DIRECTIVE
Pull out the lines of the data below, beginning with the line that contains "Target: metal garden stake" and continuing through the end of the data, and repeat them word for word.

▬▬▬▬▬▬▬▬▬▬

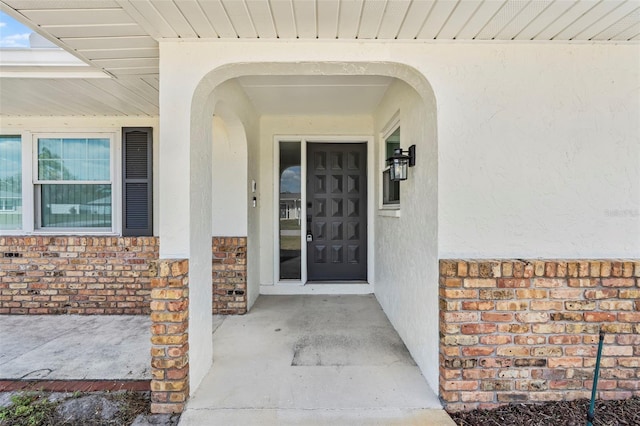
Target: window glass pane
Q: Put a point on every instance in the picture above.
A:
(10, 182)
(74, 159)
(76, 206)
(290, 211)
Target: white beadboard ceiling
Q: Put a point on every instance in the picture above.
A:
(121, 37)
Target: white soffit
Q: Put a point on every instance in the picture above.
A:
(310, 95)
(120, 37)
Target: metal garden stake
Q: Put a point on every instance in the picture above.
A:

▬▬▬▬▬▬▬▬▬▬

RESPONSE TO THIS TASK
Target: metal garden stake
Q: Put a point on every instance in the picture above.
A:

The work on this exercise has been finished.